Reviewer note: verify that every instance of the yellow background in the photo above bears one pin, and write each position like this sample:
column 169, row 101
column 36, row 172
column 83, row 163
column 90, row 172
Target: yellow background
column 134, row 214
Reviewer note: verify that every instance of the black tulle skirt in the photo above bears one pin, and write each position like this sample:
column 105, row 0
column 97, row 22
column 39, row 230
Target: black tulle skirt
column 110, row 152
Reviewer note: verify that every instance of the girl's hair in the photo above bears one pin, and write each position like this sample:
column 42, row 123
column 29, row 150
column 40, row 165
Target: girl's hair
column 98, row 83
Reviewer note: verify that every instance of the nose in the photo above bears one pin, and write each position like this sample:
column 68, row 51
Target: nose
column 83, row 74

### What is required
Once you reach the line that holds "Target: black tulle skirt", print it and every line after it through the end of the records, word for word.

### Finished task
Target: black tulle skirt
column 110, row 152
Reviewer note: verify that every instance of the girl's hair in the photo above bears one pin, and write each position like this sample:
column 42, row 123
column 29, row 150
column 40, row 165
Target: girl's hair
column 98, row 83
Reviewer note: verify that every instance of the nose in the photo above bears one pin, and write each position like this sample:
column 68, row 51
Target: nose
column 83, row 74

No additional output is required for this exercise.